Take the data that follows and retype it word for word.
-- Start DATA PROVIDED --
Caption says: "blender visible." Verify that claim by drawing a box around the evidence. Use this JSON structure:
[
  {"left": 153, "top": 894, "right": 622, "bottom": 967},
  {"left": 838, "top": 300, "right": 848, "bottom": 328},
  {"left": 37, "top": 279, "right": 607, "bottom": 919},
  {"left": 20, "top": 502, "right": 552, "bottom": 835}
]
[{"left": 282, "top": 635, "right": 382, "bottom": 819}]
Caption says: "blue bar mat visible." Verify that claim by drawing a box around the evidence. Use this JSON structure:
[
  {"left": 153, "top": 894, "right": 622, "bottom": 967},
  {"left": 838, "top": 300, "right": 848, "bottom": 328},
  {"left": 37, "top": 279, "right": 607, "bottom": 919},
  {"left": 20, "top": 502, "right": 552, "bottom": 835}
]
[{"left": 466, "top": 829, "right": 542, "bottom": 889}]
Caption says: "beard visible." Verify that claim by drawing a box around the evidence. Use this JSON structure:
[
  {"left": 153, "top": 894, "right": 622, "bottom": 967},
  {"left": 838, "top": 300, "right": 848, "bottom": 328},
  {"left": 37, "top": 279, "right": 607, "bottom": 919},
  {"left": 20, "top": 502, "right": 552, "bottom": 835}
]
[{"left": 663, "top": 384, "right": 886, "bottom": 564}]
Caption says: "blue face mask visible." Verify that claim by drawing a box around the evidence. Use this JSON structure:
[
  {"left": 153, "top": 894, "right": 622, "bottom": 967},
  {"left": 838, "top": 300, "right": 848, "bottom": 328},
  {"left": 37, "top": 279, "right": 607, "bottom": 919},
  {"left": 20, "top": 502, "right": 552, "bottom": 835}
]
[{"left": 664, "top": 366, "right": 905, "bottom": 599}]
-- End DATA PROVIDED --
▸ **SOLUTION TO THE EXERCISE**:
Caption says: "blender visible." Verify that claim by drawing a box around the evidence. Use this JSON structure:
[
  {"left": 153, "top": 894, "right": 622, "bottom": 967},
  {"left": 838, "top": 300, "right": 848, "bottom": 328},
  {"left": 37, "top": 279, "right": 607, "bottom": 919},
  {"left": 20, "top": 502, "right": 552, "bottom": 835}
]
[{"left": 282, "top": 635, "right": 382, "bottom": 819}]
Caption says: "blue bar mat visible." Verify that claim by drawing a box around the evidence. Use this JSON structure:
[
  {"left": 153, "top": 894, "right": 622, "bottom": 967},
  {"left": 838, "top": 300, "right": 848, "bottom": 328},
  {"left": 37, "top": 279, "right": 607, "bottom": 919},
  {"left": 20, "top": 502, "right": 552, "bottom": 835}
]
[{"left": 466, "top": 829, "right": 542, "bottom": 889}]
Caption says: "beard visible." Verify that claim by drawing a box around the evidence. Use this JSON structure:
[
  {"left": 153, "top": 894, "right": 622, "bottom": 967},
  {"left": 838, "top": 300, "right": 848, "bottom": 328},
  {"left": 37, "top": 279, "right": 607, "bottom": 919},
  {"left": 20, "top": 502, "right": 552, "bottom": 835}
]
[{"left": 663, "top": 384, "right": 886, "bottom": 564}]
Caption says: "blue face mask visible." Verify that claim by drawing a box around the evidence. Use this JSON structure:
[
  {"left": 153, "top": 894, "right": 622, "bottom": 967},
  {"left": 838, "top": 300, "right": 848, "bottom": 328},
  {"left": 37, "top": 279, "right": 607, "bottom": 919},
  {"left": 20, "top": 502, "right": 552, "bottom": 835}
]
[{"left": 664, "top": 366, "right": 905, "bottom": 599}]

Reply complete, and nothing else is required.